• **Gegeven tekst**:
####################
ECLI:NL:RBZWB:2025:4010

Rechtbank Zeeland-West-Brabant

Datum uitspraak
25 juni 2025
Publicatiedatum
27 juni 2025
Zaaknummer
11425046 CV EXPL 24-4259 (E)
Instantie
Rechtbank Zeeland-West-Brabant
Type
Uitspraak
Procedures
  • Bodemzaak
Rechters
  • mr. Van den Broek
Vindplaatsen
  • Rechtspraak.nl
AI samenvatting door LexboostAutomatisch gegenereerd

Vordering van werkneemster tegen ex-werkgever inzake achterstallige betalingen en onkostenvergoeding

In deze zaak vordert de werkneemster van haar ex-werkgever achterstallige betalingen, waaronder niet ontvangen salaris, vakantietoeslag, en een vergoeding voor opgebouwde maar niet opgenomen vakantiedagen. De ex-werkgever erkent een groot deel van de vorderingen, maar vraagt om nadere onderbouwing van de gevorderde onkostenvergoeding. De kantonrechter wijst een groot gedeelte van de vordering toe, maar wijst de vordering voor de onkostenvergoeding af omdat de werkneemster deze niet voldoende heeft onderbouwd. De kantonrechter oordeelt dat de werkneemster niet heeft gespecificeerd op welke onkosten de gevorderde bedragen betrekking hebben en dat de ex-werkgever niet expliciet heeft erkend dat zij het gevorderde bedrag aan onkosten verschuldigd is. De kantonrechter wijst de wettelijke verhoging van 35% toe over de toegewezen bedragen en kent ook wettelijke rente en buitengerechtelijke incassokosten toe. De ex-werkgever wordt veroordeeld tot betaling van de proceskosten. Het vonnis is uitgesproken op 25 juni 2025.
####################
Opgeslagen items:
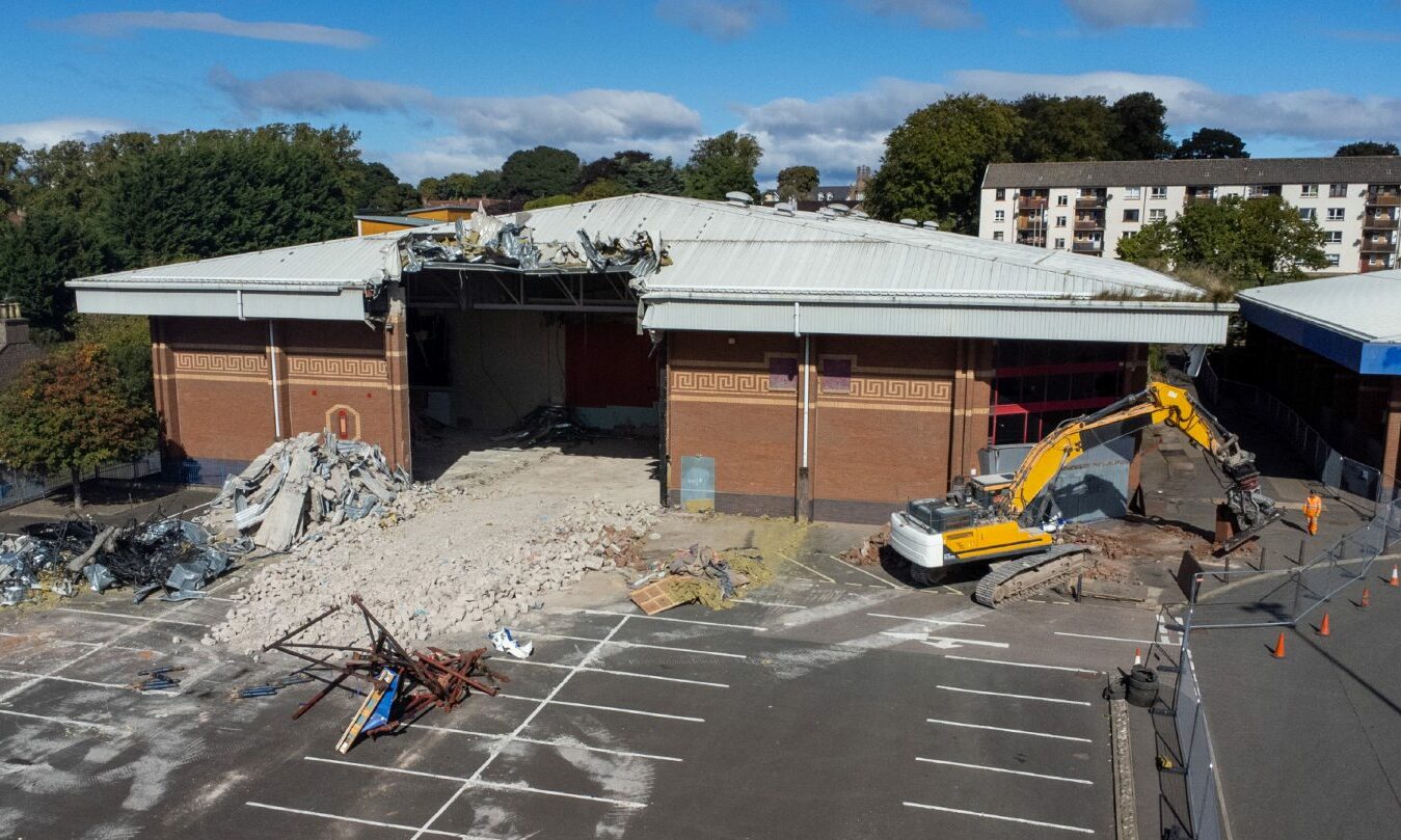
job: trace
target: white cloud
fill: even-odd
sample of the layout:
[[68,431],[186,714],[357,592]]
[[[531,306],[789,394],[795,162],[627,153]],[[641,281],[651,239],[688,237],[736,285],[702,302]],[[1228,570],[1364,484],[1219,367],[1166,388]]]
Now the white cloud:
[[62,140],[92,143],[104,134],[132,130],[136,130],[136,126],[120,119],[59,116],[35,122],[0,123],[0,140],[18,143],[25,148],[41,148]]
[[1189,27],[1196,0],[1065,0],[1070,14],[1096,29]]
[[734,41],[754,31],[765,11],[761,0],[657,0],[657,15],[692,32]]
[[1167,105],[1173,126],[1222,127],[1243,137],[1272,136],[1300,140],[1346,140],[1401,136],[1401,98],[1356,97],[1327,90],[1231,94],[1180,76],[1124,71],[1077,74],[954,73],[955,88],[1014,98],[1028,92],[1103,95],[1110,99],[1152,91]]
[[62,18],[48,25],[98,38],[118,38],[143,29],[177,29],[340,49],[361,49],[375,42],[373,35],[356,29],[284,21],[235,21],[213,11],[102,11]]
[[228,94],[251,119],[265,112],[402,113],[455,132],[396,155],[405,176],[499,167],[511,151],[538,144],[569,148],[586,160],[621,148],[684,158],[702,129],[695,109],[653,91],[587,88],[539,97],[443,97],[422,87],[335,73],[293,71],[245,80],[223,69],[210,73],[210,84]]
[[969,0],[856,0],[884,17],[912,17],[930,29],[967,29],[982,22]]

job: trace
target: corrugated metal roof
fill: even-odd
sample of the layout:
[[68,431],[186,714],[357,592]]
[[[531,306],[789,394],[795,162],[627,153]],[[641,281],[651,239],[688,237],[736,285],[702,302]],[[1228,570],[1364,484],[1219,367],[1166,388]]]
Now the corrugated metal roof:
[[1262,286],[1240,297],[1362,342],[1401,343],[1401,269]]
[[398,277],[401,232],[331,239],[168,266],[80,277],[83,288],[340,288]]
[[[516,214],[537,241],[650,231],[672,265],[644,290],[713,288],[797,293],[965,293],[1007,298],[1056,295],[1196,295],[1171,277],[1131,263],[995,242],[857,217],[674,196],[635,195]],[[439,225],[450,231],[451,225]],[[422,228],[433,230],[433,228]],[[654,237],[656,238],[656,237]]]
[[1401,183],[1401,157],[989,164],[984,189]]

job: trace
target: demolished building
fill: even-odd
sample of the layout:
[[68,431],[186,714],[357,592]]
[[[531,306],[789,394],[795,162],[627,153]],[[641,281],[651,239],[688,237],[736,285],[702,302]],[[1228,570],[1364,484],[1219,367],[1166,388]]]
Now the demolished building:
[[[151,316],[189,479],[322,428],[412,470],[413,417],[566,405],[656,435],[671,504],[842,521],[1140,388],[1149,343],[1222,343],[1234,311],[1115,260],[653,195],[70,286]],[[1132,451],[1115,469],[1135,483]]]

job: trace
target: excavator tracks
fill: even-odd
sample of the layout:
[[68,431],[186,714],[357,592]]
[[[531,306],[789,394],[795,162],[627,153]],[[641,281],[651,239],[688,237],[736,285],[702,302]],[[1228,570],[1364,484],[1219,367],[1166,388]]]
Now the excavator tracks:
[[1021,601],[1044,592],[1089,563],[1090,546],[1063,543],[1049,550],[1017,560],[992,563],[988,574],[978,581],[974,601],[998,609],[1009,601]]

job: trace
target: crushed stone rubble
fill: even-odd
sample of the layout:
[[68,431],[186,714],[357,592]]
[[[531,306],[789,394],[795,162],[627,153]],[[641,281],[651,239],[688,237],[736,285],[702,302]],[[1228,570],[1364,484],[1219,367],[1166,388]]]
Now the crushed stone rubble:
[[[462,489],[413,484],[384,517],[324,528],[262,568],[202,641],[252,655],[357,592],[403,641],[485,633],[538,606],[544,592],[625,563],[657,514],[651,504],[598,497],[542,511],[518,497],[482,501]],[[354,622],[340,610],[307,641],[340,643],[363,630]]]

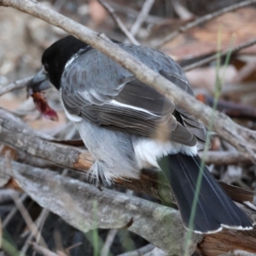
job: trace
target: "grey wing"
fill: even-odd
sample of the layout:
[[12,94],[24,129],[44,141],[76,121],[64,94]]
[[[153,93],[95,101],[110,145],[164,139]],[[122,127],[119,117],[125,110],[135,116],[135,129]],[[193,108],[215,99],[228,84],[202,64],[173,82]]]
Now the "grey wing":
[[[147,52],[140,48],[137,54],[137,49],[131,46],[125,49],[182,89],[192,92],[182,71],[173,73],[177,67],[180,67],[171,58],[152,49],[148,54],[147,48]],[[172,102],[96,50],[81,57],[68,67],[61,78],[61,97],[68,113],[110,129],[169,139],[188,146],[196,144],[190,128],[201,130],[201,123],[187,117],[184,111],[175,109]],[[164,68],[159,64],[163,57]],[[168,64],[175,65],[175,68],[166,68]],[[180,117],[182,122],[178,122]],[[195,123],[186,121],[188,118]]]

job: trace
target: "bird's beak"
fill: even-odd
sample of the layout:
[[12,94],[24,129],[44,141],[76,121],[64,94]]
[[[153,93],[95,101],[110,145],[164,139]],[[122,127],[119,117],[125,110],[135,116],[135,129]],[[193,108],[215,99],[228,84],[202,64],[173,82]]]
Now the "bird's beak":
[[50,87],[48,74],[43,67],[38,73],[35,74],[31,82],[27,84],[27,96],[32,96],[34,92],[40,92]]

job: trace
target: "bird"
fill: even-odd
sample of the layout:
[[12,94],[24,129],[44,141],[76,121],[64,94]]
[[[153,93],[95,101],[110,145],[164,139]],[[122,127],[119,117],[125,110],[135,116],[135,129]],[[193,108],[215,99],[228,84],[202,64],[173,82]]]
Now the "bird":
[[[169,55],[146,46],[113,42],[194,96],[182,68]],[[109,185],[116,178],[137,179],[143,169],[152,168],[163,172],[186,229],[203,234],[223,228],[253,229],[253,219],[233,202],[207,167],[201,171],[198,151],[207,135],[193,115],[73,36],[47,48],[42,64],[28,90],[42,91],[51,84],[59,90],[67,119],[94,157],[89,172],[96,183]],[[201,189],[189,223],[201,172]]]

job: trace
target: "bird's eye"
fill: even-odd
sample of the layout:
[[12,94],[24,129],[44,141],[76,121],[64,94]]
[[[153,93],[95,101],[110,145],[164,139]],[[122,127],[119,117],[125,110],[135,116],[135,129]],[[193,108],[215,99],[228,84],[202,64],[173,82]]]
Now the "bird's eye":
[[44,70],[48,73],[49,72],[49,65],[47,63],[44,64]]

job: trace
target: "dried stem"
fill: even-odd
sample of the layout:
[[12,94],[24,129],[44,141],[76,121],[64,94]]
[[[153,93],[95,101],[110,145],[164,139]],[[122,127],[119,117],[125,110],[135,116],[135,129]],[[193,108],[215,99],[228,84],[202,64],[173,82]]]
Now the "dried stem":
[[216,12],[208,14],[205,16],[200,17],[191,22],[187,23],[184,26],[180,26],[177,31],[172,32],[171,34],[166,36],[164,38],[162,38],[161,40],[155,40],[154,42],[153,41],[150,45],[153,48],[159,48],[160,46],[161,46],[162,44],[166,44],[168,41],[172,40],[175,37],[178,36],[179,34],[188,31],[189,29],[195,27],[200,24],[202,24],[206,21],[208,21],[210,20],[212,20],[218,16],[220,16],[225,13],[230,12],[230,11],[234,11],[236,9],[241,9],[242,7],[245,7],[247,5],[250,5],[253,3],[255,3],[256,0],[247,0],[247,1],[243,1],[238,3],[235,3],[232,5],[230,5],[228,7],[225,7],[224,9],[221,9]]
[[[253,40],[250,40],[248,42],[246,42],[244,44],[241,44],[240,45],[237,45],[236,47],[234,47],[232,49],[231,49],[231,55],[235,54],[235,53],[237,53],[238,51],[243,49],[246,49],[246,48],[248,48],[250,46],[253,46],[256,44],[256,39],[253,39]],[[223,52],[220,53],[220,55],[218,55],[218,57],[224,57],[226,56],[226,55],[230,52],[230,49],[226,49],[226,50],[224,50]],[[183,71],[189,71],[191,69],[195,69],[198,67],[201,67],[201,66],[203,66],[203,65],[206,65],[212,61],[215,61],[217,58],[216,56],[216,54],[212,55],[212,56],[209,56],[207,58],[205,58],[203,60],[201,60],[199,61],[196,61],[195,63],[192,63],[190,65],[188,65],[188,66],[185,66],[184,67],[183,67]]]

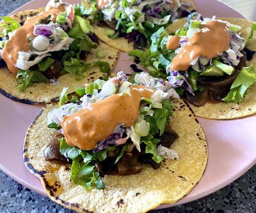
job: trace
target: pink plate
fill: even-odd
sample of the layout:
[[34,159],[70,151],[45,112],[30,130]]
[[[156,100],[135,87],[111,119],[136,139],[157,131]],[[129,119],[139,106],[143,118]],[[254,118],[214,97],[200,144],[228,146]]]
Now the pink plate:
[[[34,0],[14,12],[44,6],[43,2],[46,1]],[[243,18],[217,0],[195,2],[204,16]],[[122,53],[115,71],[127,71],[130,64],[129,59]],[[22,153],[27,129],[42,106],[19,103],[2,95],[0,103],[0,169],[21,184],[46,195],[39,179],[24,166]],[[198,120],[209,144],[209,158],[204,176],[188,195],[175,204],[162,204],[158,208],[187,203],[211,194],[238,178],[256,163],[256,116],[233,120]]]

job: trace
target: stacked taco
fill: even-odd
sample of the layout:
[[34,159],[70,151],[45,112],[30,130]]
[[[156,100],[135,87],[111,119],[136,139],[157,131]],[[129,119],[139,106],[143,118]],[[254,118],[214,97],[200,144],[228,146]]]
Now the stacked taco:
[[[81,212],[174,203],[207,163],[193,110],[213,119],[256,111],[256,24],[195,10],[190,1],[51,0],[3,17],[0,92],[49,104],[23,153],[52,200]],[[119,50],[148,72],[110,74]]]
[[3,17],[2,94],[25,103],[49,103],[58,100],[67,84],[82,86],[111,71],[118,51],[99,42],[75,9],[51,1],[45,9]]
[[93,23],[95,35],[109,45],[125,52],[149,45],[153,33],[194,11],[191,0],[91,0],[79,12]]
[[65,88],[28,130],[27,167],[51,199],[78,212],[146,212],[177,201],[201,179],[207,150],[171,87],[145,72],[129,79],[119,72],[71,97]]
[[153,34],[130,54],[153,76],[166,78],[196,116],[239,118],[256,112],[254,22],[193,13]]

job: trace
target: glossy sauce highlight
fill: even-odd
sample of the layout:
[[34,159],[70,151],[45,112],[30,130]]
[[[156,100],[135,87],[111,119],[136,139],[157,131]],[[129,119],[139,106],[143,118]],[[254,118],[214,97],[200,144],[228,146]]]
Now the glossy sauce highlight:
[[216,20],[201,24],[200,30],[195,33],[173,59],[170,71],[186,71],[191,62],[199,56],[212,59],[228,50],[231,39],[226,29],[226,24]]
[[91,150],[98,142],[113,134],[119,124],[132,126],[140,115],[141,98],[150,98],[154,91],[143,86],[130,88],[128,93],[111,95],[64,117],[61,126],[68,144]]

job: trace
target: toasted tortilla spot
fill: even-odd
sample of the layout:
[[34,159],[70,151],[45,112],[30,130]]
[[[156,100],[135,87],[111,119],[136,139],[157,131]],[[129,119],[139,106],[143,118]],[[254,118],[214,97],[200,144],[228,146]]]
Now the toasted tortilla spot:
[[[218,19],[219,18],[217,18]],[[253,21],[243,19],[220,18],[231,24],[239,25],[242,27],[240,30],[241,36],[246,38],[250,31]],[[180,19],[167,27],[168,34],[172,34],[182,27],[186,22],[186,18]],[[246,47],[252,51],[256,51],[256,33],[250,40]],[[256,54],[252,59],[248,61],[246,66],[256,62]],[[196,116],[211,119],[233,119],[250,116],[256,113],[256,84],[248,89],[247,94],[239,104],[235,102],[226,103],[224,102],[212,103],[208,102],[202,106],[197,106],[189,103]]]
[[[205,134],[188,105],[182,100],[172,101],[172,103],[175,110],[171,118],[170,127],[179,138],[171,149],[179,153],[180,160],[165,160],[157,170],[143,165],[142,171],[135,175],[106,175],[103,179],[104,190],[88,191],[82,186],[74,184],[67,169],[70,169],[70,165],[46,161],[44,159],[44,147],[50,142],[51,136],[57,134],[56,130],[47,127],[46,121],[47,113],[57,108],[57,104],[44,108],[28,130],[24,145],[24,150],[27,151],[24,157],[28,160],[25,161],[25,165],[40,178],[52,200],[78,212],[143,212],[161,203],[174,203],[187,194],[200,180],[207,154]],[[198,140],[198,136],[202,140]],[[28,166],[29,163],[33,169]],[[43,177],[38,173],[42,171],[46,171]],[[55,187],[55,182],[61,185],[62,190],[52,190]]]
[[[41,9],[39,10],[28,10],[13,15],[11,18],[18,21],[22,22],[25,17],[34,15],[43,10]],[[102,42],[100,42],[99,47],[96,49],[93,49],[87,55],[86,62],[91,63],[99,61],[100,59],[98,58],[97,51],[100,50],[102,51],[103,55],[100,60],[108,62],[110,70],[112,70],[117,62],[119,51]],[[111,59],[109,57],[111,57]],[[0,93],[13,101],[23,103],[48,104],[59,100],[63,87],[69,87],[68,93],[71,94],[75,92],[75,86],[83,86],[93,79],[104,77],[106,75],[100,72],[98,67],[94,67],[89,69],[84,73],[81,80],[75,80],[70,74],[67,73],[57,79],[59,82],[57,85],[52,85],[44,82],[34,83],[28,87],[25,92],[21,92],[18,89],[19,84],[16,77],[11,74],[7,68],[0,68]]]

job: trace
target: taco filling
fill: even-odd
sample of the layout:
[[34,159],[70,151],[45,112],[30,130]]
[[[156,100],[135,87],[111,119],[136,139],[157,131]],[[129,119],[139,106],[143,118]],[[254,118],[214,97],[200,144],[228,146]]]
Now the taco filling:
[[7,66],[21,91],[33,83],[58,84],[56,79],[67,73],[81,79],[93,65],[109,71],[107,62],[84,61],[99,41],[89,21],[77,15],[71,4],[50,1],[44,11],[24,22],[3,19],[0,68]]
[[169,99],[179,95],[168,81],[142,72],[129,81],[119,72],[76,88],[77,96],[70,100],[66,90],[59,108],[48,114],[48,127],[59,134],[44,153],[45,160],[72,162],[75,184],[102,189],[106,174],[137,174],[142,163],[157,169],[164,159],[179,159],[169,149],[179,136],[167,127],[173,112]]
[[253,23],[249,36],[242,38],[240,26],[193,13],[174,35],[162,28],[152,35],[149,50],[134,50],[131,55],[152,76],[167,78],[196,106],[238,103],[256,81],[253,65],[246,66],[254,52],[245,47],[255,26]]
[[129,43],[134,43],[135,47],[145,47],[151,35],[160,27],[191,13],[189,10],[194,8],[192,2],[181,2],[179,0],[93,0],[77,10],[98,27],[107,27],[104,28],[104,33],[109,38],[124,37]]

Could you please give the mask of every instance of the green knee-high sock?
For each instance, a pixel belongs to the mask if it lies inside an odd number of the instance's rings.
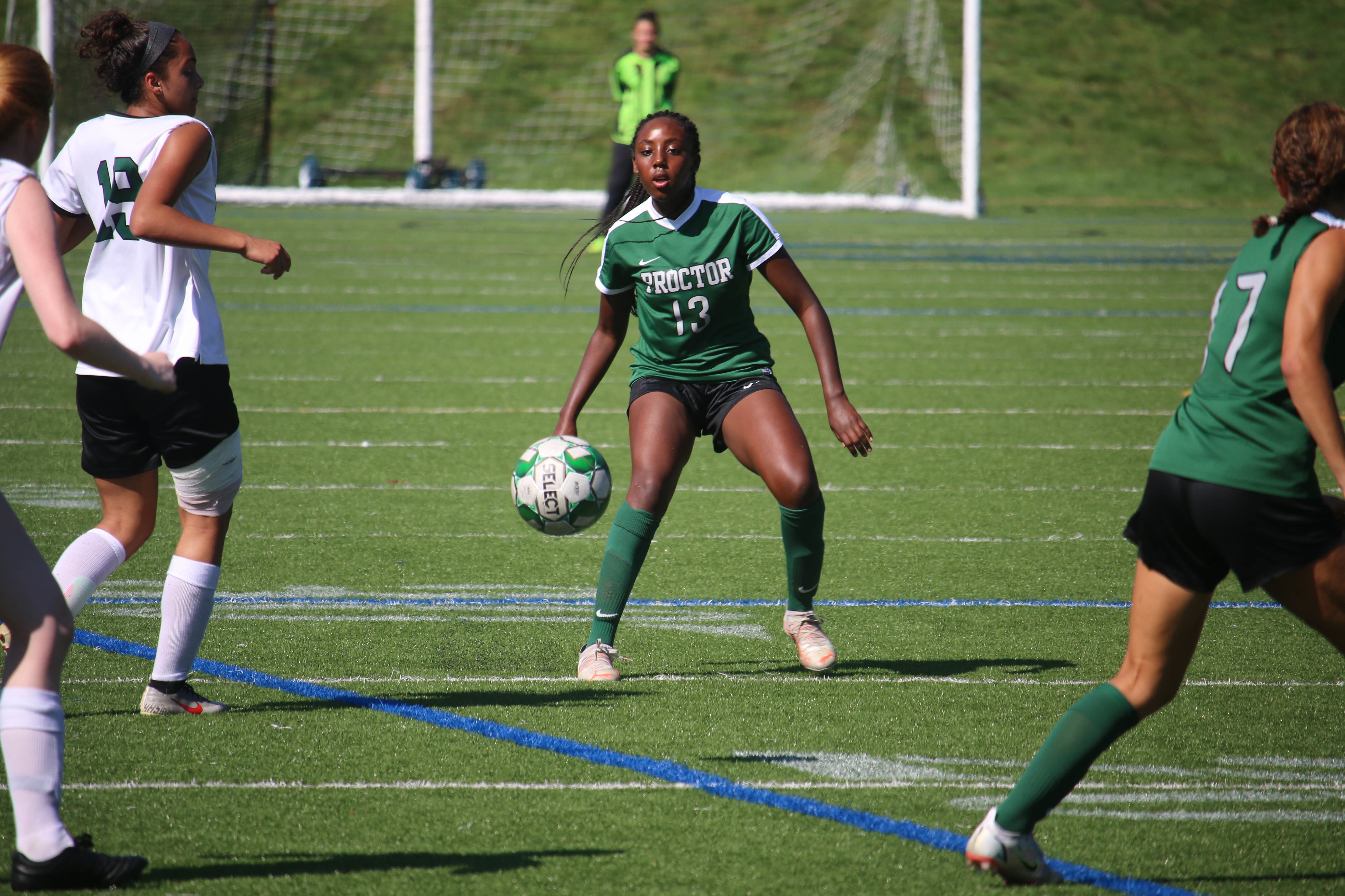
[[[648,510],[636,510],[621,502],[612,519],[612,532],[607,536],[607,553],[603,555],[603,571],[597,574],[597,600],[593,607],[593,627],[589,630],[589,643],[612,643],[616,638],[616,623],[621,621],[625,599],[635,587],[635,576],[650,552],[650,543],[658,532],[659,521]]]
[[[1139,713],[1110,682],[1085,693],[1050,729],[995,811],[995,822],[1006,830],[1030,832],[1083,780],[1098,756],[1138,723]]]
[[[802,510],[780,505],[780,536],[784,539],[784,572],[788,583],[788,609],[811,610],[812,598],[822,582],[822,523],[827,504],[818,502]]]

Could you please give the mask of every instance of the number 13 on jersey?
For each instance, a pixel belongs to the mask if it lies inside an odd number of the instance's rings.
[[[693,296],[686,300],[687,317],[695,313],[697,306],[701,309],[701,320],[690,321],[693,333],[699,333],[710,325],[710,300],[705,296]],[[686,333],[686,321],[682,320],[682,302],[675,298],[672,300],[672,317],[677,320],[677,334],[683,336]]]

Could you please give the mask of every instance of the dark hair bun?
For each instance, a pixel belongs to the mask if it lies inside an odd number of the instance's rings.
[[[140,66],[149,46],[149,23],[130,17],[121,9],[108,9],[79,30],[81,59],[97,59],[98,81],[108,93],[121,95],[125,103],[140,99],[143,73]],[[176,56],[172,44],[164,48],[151,71],[163,75],[168,62]]]

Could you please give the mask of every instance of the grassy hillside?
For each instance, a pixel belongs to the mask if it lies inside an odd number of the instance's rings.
####################
• **Opdracht**:
Ga verder met de tekst over de uitspraak in de loonvordering van de werkneemster, aansluitend op de laatste zin.

• **Uitwerking**:
Uitspraak

RECHTBANKZEELAND-WEST-BRABANT
Civiel recht
Kantonrechter
Zittingsplaats Breda
Zaaknummer: 11425046 \ CV EXPL 24-4259
Vonnis van 25 juni 2025
in de zaak van
[werkneemster],
wonende te [plaats 1] ,
eisende partij,
hierna te noemen: [werkneemster] ,
gemachtigde: mw. S.R. von Kriegenbergh-Lejuez
tegen
[ex-werkgever] B.V.,
gevestigd te [plaats 2] ,
gedaagde partij,
hierna te noemen: [ex-werkgever] ,
procederend in persoon.

1.De zaak in het kort

[werkneemster] vordert van haar ex-werkgever achterstallige betalingen. De ex-werkgever erkent een groot deel van de vorderingen maar vraagt een nadere onderbouwing van de gevorderde onkostenvergoeding. De kantonrechter wijst een groot gedeelte van de vordering toe. De kantonrechter licht dit toe.

2.De procedure

2.1.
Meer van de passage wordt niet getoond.